▶ **Prompt A**
Summarize the fellowship profiles in two sentences.
▶ **Prompt B**
According to the fellowship profiles, why is Jacky exploring ways to leverage ORNL capabilities in machine learning and high-performance computing? Answer in one sentence.
▶ **Prompt C**
In the fellowship profiles, rewrite the passage from "Jacky Rios-Torres was" to "Environmental Sciences Directorate.", replacing "mentors" with "advisors".

Jacky Rios-Torres was awarded a Eugene P. Wigner fellowship in 2016. Her fellowship research focused on the development of control schemes for optimal coordination and operation of connected and automated vehicles (CAVs). She also analyzed the impact of CAVs on fuel consumption, safety, and mobility and the challenges inherent in the transition to full automation, including interactions between CAVs and human-driven vehicles. Her research has shown that fuel economy can be improved by 13–40% with CAV adoption. Jacky’s mentors have included Xin Sun, Energy and Transportation Science Division director; Robert Wagner, National Transportation Research Center director; and Paul Leiby, who leads the Energy Economic Analysis Team in the Energy and Environmental Sciences Directorate.
Being a Wigner Fellow has allowed Jacky to grow her professional network, develop cross-disciplinary research collaborations, and continue on the path of becoming a thought leader in her research area. She is now exploring ways to leverage ORNL capabilities in machine learning and high-performance computing to optimize CAV interactions with other traffic to achieve more efficient and safe mobility systems. Jacky earned her PhD in automotive engineering at Clemson University.
Katie Schuman was awarded a Liane B. Russell fellowship in 2015. In research focused on algorithms, programming, and usability of neuromorphic computing, Katie developed the Evolutionary Optimization for Neuromorphic Systems software framework and a training algorithm for building programs for neuromorphic computers. She also wrote a survey paper during her fellowship on the neuromorphic computing field. Katie’s mentor was Robert Patton, who leads ORNL’s Nature Inspired Machine Learning Team.

▶ **Given entries**
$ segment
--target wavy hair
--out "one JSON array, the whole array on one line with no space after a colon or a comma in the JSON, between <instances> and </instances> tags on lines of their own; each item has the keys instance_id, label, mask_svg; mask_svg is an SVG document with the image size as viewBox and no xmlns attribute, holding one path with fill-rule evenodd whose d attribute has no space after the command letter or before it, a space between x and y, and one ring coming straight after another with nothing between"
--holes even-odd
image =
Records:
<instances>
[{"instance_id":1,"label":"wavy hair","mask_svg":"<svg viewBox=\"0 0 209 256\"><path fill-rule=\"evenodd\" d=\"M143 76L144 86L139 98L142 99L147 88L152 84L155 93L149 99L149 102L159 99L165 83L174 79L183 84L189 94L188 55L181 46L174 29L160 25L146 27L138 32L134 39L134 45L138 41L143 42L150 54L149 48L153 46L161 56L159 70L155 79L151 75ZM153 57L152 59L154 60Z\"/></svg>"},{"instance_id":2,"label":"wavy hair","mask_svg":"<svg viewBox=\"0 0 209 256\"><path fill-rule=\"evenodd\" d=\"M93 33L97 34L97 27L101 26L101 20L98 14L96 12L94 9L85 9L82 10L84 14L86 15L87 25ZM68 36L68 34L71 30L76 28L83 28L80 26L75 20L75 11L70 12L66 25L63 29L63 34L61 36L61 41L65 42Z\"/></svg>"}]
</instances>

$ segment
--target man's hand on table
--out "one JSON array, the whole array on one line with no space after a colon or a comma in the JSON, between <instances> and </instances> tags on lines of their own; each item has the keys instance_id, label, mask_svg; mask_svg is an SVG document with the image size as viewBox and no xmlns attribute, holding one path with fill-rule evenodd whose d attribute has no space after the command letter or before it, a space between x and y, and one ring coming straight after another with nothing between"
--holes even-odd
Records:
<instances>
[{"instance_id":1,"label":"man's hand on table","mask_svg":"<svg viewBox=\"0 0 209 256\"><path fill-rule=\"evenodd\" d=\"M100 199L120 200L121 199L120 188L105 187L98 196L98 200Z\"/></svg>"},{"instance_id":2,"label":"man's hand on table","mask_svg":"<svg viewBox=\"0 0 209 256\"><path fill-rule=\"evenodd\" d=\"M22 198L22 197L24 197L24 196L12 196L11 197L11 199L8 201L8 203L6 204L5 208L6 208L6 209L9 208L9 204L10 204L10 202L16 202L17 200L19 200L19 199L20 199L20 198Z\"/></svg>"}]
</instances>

▶ **Written answer A**
Jacky Rios-Torres, awarded a Eugene P. Wigner fellowship in 2016, developed control schemes for optimal coordination and operation of connected and automated vehicles (CAVs), and her research has shown that CAV adoption can improve fuel economy by 13–40%. Katie Schuman, awarded a Liane B. Russell fellowship in 2015, researched neuromorphic computing, developing the Evolutionary Optimization for Neuromorphic Systems software framework and a training algorithm for building programs for neuromorphic computers.

▶ **Written answer B**
She aims to optimize CAV interactions with other traffic to achieve more efficient and safe mobility systems.

▶ **Written answer C**
Jacky Rios-Torres was awarded a Eugene P. Wigner fellowship in 2016. Her fellowship research focused on the development of control schemes for optimal coordination and operation of connected and automated vehicles (CAVs). She also analyzed the impact of CAVs on fuel consumption, safety, and mobility and the challenges inherent in the transition to full automation, including interactions between CAVs and human-driven vehicles. Her research has shown that fuel economy can be improved by 13–40% with CAV adoption. Jacky’s advisors have included Xin Sun, Energy and Transportation Science Division director; Robert Wagner, National Transportation Research Center director; and Paul Leiby, who leads the Energy Economic Analysis Team in the Energy and Environmental Sciences Directorate.